A run of records:
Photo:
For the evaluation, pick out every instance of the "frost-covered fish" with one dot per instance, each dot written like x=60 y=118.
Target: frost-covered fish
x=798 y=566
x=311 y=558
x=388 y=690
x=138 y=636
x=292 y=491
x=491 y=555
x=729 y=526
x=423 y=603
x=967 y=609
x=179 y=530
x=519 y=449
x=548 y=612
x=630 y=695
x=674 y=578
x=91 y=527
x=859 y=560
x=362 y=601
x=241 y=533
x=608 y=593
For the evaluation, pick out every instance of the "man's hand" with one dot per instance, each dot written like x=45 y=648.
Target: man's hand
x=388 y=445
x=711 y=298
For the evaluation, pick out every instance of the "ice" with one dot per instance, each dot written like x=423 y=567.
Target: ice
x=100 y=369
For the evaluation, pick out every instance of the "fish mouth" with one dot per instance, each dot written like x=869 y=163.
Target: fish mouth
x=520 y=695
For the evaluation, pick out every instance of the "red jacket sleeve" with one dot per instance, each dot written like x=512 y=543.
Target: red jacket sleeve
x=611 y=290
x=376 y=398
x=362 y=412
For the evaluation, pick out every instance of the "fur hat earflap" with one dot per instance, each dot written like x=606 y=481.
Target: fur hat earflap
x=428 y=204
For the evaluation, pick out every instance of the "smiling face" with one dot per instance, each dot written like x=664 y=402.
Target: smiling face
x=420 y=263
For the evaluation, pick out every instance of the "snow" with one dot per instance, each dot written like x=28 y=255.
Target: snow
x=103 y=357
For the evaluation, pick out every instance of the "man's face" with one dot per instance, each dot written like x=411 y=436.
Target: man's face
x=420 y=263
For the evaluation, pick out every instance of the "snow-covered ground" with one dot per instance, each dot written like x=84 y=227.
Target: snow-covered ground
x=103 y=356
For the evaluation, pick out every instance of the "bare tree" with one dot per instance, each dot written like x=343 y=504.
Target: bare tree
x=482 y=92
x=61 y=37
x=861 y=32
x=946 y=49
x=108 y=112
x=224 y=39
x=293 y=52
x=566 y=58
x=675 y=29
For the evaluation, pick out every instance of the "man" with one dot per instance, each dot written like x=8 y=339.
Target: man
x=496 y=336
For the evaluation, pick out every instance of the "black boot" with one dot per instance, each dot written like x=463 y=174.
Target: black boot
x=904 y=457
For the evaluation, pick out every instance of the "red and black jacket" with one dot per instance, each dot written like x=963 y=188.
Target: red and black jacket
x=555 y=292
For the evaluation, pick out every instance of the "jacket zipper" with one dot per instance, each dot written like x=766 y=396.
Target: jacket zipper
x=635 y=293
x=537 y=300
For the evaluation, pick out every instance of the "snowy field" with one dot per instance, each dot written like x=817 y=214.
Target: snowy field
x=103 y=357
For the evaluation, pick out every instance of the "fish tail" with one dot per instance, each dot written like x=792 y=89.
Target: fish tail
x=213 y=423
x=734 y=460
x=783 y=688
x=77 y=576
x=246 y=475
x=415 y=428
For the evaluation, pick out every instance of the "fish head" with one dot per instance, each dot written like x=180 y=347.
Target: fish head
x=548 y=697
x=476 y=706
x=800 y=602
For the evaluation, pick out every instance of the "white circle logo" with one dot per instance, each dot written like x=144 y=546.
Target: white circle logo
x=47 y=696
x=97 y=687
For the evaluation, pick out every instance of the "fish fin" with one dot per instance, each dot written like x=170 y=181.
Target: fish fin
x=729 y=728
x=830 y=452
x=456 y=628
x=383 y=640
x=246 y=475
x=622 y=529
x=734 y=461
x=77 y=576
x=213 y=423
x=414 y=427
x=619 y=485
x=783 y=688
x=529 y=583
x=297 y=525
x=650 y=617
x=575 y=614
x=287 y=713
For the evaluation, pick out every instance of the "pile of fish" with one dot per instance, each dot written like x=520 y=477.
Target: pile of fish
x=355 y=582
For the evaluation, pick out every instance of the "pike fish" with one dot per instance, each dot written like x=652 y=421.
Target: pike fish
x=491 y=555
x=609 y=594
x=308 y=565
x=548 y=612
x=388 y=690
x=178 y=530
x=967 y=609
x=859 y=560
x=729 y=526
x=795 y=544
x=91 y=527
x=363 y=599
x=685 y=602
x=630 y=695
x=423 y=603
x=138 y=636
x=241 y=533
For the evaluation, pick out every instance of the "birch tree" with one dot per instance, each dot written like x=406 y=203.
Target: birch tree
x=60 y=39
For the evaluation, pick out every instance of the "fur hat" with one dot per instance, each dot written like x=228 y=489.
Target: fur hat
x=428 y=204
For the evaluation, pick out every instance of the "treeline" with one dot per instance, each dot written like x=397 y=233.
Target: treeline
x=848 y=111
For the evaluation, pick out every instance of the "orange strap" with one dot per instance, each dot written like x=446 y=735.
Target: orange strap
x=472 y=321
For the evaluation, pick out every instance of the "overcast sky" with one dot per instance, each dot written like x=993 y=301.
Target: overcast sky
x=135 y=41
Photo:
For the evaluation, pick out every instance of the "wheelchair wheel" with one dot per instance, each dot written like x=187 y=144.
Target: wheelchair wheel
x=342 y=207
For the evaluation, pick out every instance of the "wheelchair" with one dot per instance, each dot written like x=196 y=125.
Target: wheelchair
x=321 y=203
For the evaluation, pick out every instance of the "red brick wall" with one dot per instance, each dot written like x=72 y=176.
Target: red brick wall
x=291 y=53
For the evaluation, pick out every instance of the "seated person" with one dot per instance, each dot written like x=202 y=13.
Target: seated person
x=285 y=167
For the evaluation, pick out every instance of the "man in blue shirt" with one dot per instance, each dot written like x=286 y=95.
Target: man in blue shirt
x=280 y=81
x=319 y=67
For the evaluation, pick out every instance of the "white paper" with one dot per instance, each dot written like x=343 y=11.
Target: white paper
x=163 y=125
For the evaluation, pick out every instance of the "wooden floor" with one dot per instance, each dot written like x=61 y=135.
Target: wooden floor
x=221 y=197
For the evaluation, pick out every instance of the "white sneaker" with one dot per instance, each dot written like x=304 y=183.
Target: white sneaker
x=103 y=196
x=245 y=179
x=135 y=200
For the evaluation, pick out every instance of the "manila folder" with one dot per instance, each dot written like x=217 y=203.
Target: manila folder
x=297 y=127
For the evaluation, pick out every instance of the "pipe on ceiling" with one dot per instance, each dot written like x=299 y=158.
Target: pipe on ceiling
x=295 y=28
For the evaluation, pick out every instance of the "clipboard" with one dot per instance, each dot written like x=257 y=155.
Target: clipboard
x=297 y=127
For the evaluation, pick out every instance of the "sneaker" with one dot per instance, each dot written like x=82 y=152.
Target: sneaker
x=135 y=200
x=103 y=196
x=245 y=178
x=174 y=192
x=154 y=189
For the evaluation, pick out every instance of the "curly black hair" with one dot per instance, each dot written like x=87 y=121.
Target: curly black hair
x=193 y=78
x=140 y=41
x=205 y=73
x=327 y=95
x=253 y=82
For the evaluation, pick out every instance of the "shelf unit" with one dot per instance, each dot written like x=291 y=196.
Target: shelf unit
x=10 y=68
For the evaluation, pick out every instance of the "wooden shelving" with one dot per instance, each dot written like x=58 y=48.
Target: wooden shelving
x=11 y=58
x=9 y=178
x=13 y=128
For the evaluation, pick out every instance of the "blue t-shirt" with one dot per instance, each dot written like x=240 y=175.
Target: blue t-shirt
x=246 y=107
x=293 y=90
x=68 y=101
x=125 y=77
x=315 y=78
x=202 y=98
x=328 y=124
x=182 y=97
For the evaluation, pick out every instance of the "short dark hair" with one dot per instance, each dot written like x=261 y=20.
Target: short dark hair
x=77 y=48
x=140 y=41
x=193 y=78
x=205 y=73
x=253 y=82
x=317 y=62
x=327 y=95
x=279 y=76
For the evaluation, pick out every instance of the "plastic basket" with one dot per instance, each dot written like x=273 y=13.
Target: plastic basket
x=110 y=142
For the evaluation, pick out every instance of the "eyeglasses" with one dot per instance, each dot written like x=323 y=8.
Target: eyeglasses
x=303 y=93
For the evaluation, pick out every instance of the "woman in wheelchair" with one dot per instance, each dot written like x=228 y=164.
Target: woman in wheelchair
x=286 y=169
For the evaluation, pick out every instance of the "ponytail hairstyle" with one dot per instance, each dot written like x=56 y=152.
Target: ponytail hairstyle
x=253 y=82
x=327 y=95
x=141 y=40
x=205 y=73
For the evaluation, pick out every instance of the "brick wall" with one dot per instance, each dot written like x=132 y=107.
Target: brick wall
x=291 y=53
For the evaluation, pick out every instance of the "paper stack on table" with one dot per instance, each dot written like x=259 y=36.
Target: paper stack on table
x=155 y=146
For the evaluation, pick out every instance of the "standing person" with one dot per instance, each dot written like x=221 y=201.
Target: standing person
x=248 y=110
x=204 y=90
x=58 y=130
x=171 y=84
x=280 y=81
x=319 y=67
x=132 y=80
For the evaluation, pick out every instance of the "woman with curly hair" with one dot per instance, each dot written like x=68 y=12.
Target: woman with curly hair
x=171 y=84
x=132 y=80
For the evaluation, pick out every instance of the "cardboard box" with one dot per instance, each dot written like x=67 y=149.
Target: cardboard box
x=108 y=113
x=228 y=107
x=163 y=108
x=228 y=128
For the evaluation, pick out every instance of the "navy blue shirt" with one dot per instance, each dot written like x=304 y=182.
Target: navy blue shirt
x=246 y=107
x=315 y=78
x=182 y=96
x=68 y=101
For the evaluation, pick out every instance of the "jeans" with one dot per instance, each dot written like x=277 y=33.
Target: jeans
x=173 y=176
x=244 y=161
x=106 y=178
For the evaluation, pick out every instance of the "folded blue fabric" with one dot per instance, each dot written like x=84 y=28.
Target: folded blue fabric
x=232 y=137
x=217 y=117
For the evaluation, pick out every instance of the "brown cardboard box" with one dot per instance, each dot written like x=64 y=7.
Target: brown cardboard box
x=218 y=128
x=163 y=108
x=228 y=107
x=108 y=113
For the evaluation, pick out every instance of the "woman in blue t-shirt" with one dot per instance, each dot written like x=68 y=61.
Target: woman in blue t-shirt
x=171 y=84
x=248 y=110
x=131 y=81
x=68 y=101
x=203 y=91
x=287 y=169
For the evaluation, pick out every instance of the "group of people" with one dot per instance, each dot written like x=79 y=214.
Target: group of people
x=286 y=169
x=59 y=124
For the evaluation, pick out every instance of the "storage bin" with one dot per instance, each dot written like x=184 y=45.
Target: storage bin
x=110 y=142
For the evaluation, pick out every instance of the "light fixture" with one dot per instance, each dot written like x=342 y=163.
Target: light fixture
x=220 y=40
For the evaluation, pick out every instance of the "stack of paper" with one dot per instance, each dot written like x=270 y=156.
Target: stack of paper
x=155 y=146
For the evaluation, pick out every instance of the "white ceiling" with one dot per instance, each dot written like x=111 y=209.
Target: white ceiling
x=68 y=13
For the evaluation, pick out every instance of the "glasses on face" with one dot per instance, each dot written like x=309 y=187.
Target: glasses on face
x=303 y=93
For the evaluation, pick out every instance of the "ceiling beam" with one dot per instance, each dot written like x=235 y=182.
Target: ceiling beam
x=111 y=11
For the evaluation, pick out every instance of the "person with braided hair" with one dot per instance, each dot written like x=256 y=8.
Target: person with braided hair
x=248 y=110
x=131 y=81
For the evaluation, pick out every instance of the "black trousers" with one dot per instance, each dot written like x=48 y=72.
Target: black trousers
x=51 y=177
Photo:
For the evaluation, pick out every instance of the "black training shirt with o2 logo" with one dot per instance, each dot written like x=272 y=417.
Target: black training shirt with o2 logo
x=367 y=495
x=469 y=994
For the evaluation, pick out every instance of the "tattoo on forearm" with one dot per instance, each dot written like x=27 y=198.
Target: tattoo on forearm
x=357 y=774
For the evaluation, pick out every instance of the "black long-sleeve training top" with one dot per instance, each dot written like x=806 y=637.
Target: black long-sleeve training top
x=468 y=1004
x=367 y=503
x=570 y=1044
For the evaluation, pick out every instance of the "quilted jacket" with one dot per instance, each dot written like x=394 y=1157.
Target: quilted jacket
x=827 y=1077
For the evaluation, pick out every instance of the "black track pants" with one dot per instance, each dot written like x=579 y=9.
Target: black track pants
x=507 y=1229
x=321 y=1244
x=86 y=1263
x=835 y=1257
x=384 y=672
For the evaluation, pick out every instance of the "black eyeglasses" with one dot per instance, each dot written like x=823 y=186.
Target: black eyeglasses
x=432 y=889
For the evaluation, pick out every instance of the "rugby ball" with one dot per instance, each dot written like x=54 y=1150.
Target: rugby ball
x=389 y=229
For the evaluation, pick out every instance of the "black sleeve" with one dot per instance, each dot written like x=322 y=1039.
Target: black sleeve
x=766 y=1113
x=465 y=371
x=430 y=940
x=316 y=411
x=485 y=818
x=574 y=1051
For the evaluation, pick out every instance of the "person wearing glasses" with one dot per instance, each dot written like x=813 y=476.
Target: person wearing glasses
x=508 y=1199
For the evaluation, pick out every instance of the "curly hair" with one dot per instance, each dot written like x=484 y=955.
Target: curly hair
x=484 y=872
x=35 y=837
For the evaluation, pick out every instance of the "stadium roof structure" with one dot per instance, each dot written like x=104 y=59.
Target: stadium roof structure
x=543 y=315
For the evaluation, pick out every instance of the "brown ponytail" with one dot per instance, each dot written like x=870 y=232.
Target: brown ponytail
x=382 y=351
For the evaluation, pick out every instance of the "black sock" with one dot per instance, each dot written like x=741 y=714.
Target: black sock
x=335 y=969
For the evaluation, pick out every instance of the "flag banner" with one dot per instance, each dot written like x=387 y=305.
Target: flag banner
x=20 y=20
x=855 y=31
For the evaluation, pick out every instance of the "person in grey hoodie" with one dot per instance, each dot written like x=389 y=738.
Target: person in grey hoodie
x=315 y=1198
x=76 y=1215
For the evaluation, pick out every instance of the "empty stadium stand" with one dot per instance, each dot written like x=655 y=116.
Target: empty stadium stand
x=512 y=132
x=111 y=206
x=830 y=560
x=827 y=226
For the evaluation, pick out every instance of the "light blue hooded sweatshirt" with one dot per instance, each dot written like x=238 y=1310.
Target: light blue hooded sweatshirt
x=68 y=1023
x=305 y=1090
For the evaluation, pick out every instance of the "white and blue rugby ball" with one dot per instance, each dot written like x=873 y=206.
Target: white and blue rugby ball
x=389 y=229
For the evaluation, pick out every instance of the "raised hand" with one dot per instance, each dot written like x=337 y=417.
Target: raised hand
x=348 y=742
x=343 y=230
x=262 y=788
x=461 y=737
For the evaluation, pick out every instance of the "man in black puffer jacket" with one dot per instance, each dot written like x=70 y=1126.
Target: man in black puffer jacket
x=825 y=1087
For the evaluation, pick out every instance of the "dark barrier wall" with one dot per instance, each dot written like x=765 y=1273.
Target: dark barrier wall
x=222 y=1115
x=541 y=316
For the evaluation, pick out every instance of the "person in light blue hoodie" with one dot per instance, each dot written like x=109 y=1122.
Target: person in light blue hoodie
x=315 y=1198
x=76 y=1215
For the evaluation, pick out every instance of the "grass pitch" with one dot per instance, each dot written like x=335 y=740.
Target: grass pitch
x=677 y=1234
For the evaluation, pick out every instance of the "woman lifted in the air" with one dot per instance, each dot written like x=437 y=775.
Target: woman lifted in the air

* [Aim of the exercise] Please arrange the lines of the records, starting with the line that contains "like x=823 y=186." and going on through the line that contains "x=508 y=1199", as a Markdown table with the columns Row and Line, leaving out any blank lines.

* [Output of the task]
| Row | Line |
|---|---|
| 1 | For the evaluation, pick out every instance of the "black eyeglasses" with one dot per instance, each dot written like x=823 y=186. |
| 2 | Target: black eyeglasses |
| 3 | x=432 y=889 |
| 4 | For the evaluation, pick out every instance of the "rugby ball" with one dot per instance, each dot written like x=54 y=1150. |
| 5 | Target: rugby ball |
| 6 | x=389 y=229 |
| 7 | For the evaluation, pick out every instance of the "black sleeve" with one dot per instance, each dot written like x=322 y=1039. |
| 8 | Target: black sleeve |
| 9 | x=766 y=1113 |
| 10 | x=465 y=371 |
| 11 | x=430 y=940 |
| 12 | x=316 y=411 |
| 13 | x=485 y=818 |
| 14 | x=574 y=1051 |
| 15 | For the evaluation, pick out every instance of the "person wearing glasses" with one dot per instance, each dot written like x=813 y=476. |
| 16 | Target: person wearing glasses |
| 17 | x=508 y=1199 |